▸ **TASK BRIEF**:
List each line in the data below that contains the string "hand". Uppercase and lowercase letters count as different.

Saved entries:
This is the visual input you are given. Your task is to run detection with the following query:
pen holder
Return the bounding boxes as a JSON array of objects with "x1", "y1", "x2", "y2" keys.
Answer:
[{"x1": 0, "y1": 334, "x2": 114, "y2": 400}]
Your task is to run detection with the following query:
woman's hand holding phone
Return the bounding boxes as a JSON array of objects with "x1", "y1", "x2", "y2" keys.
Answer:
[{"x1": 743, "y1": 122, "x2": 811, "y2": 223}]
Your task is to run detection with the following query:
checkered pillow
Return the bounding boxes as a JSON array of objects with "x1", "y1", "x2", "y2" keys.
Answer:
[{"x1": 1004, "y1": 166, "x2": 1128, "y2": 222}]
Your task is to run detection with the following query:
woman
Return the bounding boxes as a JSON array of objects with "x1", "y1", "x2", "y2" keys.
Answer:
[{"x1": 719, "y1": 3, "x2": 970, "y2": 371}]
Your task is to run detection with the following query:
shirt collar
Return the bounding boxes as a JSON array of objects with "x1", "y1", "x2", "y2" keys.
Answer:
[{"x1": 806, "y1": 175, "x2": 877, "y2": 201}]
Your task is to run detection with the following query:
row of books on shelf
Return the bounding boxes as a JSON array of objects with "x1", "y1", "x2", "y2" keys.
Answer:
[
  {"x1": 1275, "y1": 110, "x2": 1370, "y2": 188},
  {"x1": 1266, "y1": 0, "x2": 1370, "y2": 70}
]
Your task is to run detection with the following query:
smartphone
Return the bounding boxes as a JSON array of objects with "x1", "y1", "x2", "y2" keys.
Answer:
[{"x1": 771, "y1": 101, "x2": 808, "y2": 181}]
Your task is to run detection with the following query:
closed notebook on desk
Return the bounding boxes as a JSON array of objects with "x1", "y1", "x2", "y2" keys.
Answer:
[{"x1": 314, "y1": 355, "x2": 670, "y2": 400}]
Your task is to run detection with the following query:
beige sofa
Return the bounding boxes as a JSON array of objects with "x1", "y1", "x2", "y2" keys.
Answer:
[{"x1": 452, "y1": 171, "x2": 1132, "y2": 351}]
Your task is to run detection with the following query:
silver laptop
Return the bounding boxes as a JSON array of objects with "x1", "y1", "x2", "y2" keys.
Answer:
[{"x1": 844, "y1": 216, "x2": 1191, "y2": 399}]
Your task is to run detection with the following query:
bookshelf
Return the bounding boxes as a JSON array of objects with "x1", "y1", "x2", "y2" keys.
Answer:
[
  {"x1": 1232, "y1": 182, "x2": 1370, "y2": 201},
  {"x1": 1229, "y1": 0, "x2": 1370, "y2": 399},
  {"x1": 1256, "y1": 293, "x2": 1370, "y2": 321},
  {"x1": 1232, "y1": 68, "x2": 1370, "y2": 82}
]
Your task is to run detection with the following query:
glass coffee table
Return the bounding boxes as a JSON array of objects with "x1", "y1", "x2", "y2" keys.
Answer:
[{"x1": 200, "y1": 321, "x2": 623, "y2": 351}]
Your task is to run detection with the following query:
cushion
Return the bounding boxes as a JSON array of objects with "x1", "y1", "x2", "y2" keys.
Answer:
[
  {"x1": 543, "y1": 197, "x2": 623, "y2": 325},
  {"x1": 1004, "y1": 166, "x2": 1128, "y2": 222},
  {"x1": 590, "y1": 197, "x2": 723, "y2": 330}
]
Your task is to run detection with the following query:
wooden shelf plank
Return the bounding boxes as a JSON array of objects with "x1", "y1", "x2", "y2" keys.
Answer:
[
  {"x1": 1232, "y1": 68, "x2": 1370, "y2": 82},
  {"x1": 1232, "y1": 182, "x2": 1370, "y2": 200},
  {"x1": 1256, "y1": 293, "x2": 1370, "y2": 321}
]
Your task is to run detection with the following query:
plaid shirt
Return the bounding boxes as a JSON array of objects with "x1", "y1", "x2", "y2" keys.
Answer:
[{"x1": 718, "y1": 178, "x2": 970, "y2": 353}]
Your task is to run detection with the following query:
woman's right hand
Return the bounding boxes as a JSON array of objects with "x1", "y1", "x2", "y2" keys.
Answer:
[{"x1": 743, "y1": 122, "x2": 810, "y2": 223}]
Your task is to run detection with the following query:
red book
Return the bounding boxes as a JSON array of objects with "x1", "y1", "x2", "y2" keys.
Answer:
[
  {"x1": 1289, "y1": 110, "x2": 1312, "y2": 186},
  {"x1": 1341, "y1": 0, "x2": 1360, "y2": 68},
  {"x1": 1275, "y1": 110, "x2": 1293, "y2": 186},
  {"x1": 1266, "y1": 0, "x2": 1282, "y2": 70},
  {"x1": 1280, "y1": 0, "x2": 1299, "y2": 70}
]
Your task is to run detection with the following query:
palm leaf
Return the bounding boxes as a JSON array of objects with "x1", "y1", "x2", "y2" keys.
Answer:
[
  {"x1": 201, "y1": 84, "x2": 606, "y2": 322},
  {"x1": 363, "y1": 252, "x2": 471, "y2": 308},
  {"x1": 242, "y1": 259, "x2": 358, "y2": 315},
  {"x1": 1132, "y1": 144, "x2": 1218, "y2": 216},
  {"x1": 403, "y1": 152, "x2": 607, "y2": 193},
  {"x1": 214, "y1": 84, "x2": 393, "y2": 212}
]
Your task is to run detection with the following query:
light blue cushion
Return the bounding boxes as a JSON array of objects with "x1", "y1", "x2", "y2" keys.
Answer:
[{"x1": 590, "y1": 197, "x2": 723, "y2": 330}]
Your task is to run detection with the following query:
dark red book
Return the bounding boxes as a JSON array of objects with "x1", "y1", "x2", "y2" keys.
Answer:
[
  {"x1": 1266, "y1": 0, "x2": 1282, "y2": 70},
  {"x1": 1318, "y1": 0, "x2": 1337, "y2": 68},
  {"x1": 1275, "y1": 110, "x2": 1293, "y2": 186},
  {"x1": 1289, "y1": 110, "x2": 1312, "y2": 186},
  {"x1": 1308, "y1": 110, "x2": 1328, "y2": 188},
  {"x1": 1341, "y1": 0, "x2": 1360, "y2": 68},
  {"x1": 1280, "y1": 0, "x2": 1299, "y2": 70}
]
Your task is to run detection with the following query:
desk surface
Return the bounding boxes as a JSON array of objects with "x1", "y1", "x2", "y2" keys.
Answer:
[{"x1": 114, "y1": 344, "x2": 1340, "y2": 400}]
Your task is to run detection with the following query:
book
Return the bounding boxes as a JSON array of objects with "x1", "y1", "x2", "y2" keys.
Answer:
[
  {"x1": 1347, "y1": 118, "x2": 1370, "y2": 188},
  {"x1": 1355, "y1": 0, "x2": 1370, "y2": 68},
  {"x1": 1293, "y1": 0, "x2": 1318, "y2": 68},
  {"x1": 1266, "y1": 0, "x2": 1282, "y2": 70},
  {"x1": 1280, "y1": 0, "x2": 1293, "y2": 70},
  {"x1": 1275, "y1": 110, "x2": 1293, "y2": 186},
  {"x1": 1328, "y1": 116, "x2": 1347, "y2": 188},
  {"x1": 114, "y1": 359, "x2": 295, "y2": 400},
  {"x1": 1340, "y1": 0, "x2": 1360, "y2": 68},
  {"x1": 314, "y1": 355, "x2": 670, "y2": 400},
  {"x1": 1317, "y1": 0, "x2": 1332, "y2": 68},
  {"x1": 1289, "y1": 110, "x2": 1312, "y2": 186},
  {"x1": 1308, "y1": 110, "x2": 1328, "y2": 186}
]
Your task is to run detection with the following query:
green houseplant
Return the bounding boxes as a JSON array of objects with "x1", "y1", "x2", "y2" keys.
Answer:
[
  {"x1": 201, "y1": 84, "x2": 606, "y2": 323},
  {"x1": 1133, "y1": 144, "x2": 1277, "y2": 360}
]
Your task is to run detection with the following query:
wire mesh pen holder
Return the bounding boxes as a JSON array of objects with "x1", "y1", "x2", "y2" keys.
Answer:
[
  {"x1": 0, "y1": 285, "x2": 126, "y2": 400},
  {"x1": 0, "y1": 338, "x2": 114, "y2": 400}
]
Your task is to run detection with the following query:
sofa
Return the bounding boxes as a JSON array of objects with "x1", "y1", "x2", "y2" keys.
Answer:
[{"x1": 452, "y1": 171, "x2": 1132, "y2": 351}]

▸ **WRITTEN REPLY**:
woman's hand holding phone
woman's right hand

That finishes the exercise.